● **Dataset excerpts**:
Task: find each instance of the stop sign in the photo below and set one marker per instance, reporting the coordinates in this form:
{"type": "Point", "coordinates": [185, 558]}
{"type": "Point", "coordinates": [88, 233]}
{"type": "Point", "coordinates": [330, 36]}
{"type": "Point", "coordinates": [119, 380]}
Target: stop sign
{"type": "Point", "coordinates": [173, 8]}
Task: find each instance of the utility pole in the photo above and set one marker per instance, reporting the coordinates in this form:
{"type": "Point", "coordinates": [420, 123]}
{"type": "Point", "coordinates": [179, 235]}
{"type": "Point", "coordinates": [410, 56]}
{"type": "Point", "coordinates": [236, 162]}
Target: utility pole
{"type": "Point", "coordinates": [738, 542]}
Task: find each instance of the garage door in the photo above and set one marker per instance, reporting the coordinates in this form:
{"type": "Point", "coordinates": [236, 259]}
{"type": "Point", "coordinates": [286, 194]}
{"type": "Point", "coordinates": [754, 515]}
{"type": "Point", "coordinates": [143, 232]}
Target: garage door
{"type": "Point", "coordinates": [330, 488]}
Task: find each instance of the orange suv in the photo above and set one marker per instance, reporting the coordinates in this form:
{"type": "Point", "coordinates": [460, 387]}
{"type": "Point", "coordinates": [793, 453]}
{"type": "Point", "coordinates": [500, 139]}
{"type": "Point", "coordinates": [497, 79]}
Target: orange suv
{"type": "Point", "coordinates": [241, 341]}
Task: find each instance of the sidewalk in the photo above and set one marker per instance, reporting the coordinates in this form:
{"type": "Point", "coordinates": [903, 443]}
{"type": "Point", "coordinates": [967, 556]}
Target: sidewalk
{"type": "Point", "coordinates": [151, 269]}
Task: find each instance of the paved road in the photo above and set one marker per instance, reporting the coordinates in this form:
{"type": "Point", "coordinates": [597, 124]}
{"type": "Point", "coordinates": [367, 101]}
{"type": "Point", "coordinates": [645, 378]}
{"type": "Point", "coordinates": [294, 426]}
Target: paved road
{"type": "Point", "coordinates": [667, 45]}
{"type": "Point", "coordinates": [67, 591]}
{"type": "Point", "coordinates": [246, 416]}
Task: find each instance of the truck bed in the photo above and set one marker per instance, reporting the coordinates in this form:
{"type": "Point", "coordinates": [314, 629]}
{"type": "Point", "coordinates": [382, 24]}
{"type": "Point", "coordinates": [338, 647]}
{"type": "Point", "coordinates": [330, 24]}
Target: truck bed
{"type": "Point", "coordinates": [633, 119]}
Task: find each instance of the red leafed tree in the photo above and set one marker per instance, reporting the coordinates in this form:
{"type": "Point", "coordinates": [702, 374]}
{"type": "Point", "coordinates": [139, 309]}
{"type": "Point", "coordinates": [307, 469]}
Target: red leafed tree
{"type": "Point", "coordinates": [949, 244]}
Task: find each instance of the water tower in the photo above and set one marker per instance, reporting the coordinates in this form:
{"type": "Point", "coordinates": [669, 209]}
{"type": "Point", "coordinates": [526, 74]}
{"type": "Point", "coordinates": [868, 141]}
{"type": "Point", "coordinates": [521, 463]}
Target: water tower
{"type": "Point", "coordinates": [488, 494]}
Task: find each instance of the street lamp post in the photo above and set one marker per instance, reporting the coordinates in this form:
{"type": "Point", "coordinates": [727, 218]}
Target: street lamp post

● **Task details**: Rewrite all of the records above, replacing the word "marker" with "pin" wherever it occurs and leaving everything else unchanged.

● **Problem solution**:
Task: find each instance of the stop sign in the photo below and set one pin per instance, reporting the coordinates in this form:
{"type": "Point", "coordinates": [185, 558]}
{"type": "Point", "coordinates": [88, 233]}
{"type": "Point", "coordinates": [330, 36]}
{"type": "Point", "coordinates": [119, 380]}
Target: stop sign
{"type": "Point", "coordinates": [173, 8]}
Task: find each instance of the utility pole in the photo above and set one pin per instance, reporting the coordinates in this form:
{"type": "Point", "coordinates": [420, 123]}
{"type": "Point", "coordinates": [179, 235]}
{"type": "Point", "coordinates": [410, 56]}
{"type": "Point", "coordinates": [236, 162]}
Target: utility pole
{"type": "Point", "coordinates": [738, 542]}
Task: find each instance of the garage door in the photo above and set one pin per instance, reporting the coordinates in this form:
{"type": "Point", "coordinates": [236, 259]}
{"type": "Point", "coordinates": [286, 194]}
{"type": "Point", "coordinates": [754, 515]}
{"type": "Point", "coordinates": [143, 232]}
Target: garage door
{"type": "Point", "coordinates": [330, 488]}
Task: find each instance of the orange suv in the photo above and set one pin per instance, reporting the coordinates in this form:
{"type": "Point", "coordinates": [460, 387]}
{"type": "Point", "coordinates": [793, 453]}
{"type": "Point", "coordinates": [500, 139]}
{"type": "Point", "coordinates": [497, 79]}
Target: orange suv
{"type": "Point", "coordinates": [241, 341]}
Task: find each instance of the sidewalk in the photo above and set one pin per instance, reporting the coordinates in this form:
{"type": "Point", "coordinates": [903, 443]}
{"type": "Point", "coordinates": [967, 556]}
Target: sidewalk
{"type": "Point", "coordinates": [151, 269]}
Task: find each instance of the paved road in the photo above and set one pin per instance, reporting the coordinates in this form:
{"type": "Point", "coordinates": [597, 124]}
{"type": "Point", "coordinates": [367, 101]}
{"type": "Point", "coordinates": [645, 378]}
{"type": "Point", "coordinates": [294, 426]}
Target: paved road
{"type": "Point", "coordinates": [667, 45]}
{"type": "Point", "coordinates": [67, 591]}
{"type": "Point", "coordinates": [246, 416]}
Task: find each instance of the truck bed in the photo above and set one pin per instance, reporting the coordinates in this form:
{"type": "Point", "coordinates": [314, 629]}
{"type": "Point", "coordinates": [382, 24]}
{"type": "Point", "coordinates": [338, 647]}
{"type": "Point", "coordinates": [330, 24]}
Target: truck bed
{"type": "Point", "coordinates": [633, 119]}
Task: find each instance of the red leafed tree in the photo above and set one pin per instance, reporting the coordinates in this form:
{"type": "Point", "coordinates": [702, 374]}
{"type": "Point", "coordinates": [139, 309]}
{"type": "Point", "coordinates": [307, 469]}
Target: red leafed tree
{"type": "Point", "coordinates": [949, 244]}
Task: find each instance of the water tower in the photo above and set one pin per instance, reporting the coordinates in this form:
{"type": "Point", "coordinates": [669, 209]}
{"type": "Point", "coordinates": [526, 74]}
{"type": "Point", "coordinates": [868, 141]}
{"type": "Point", "coordinates": [521, 463]}
Target: water tower
{"type": "Point", "coordinates": [488, 494]}
Task: find each instance of the street lamp post in the photo above and set one pin per instance, reporting the coordinates in this form:
{"type": "Point", "coordinates": [727, 218]}
Target: street lamp post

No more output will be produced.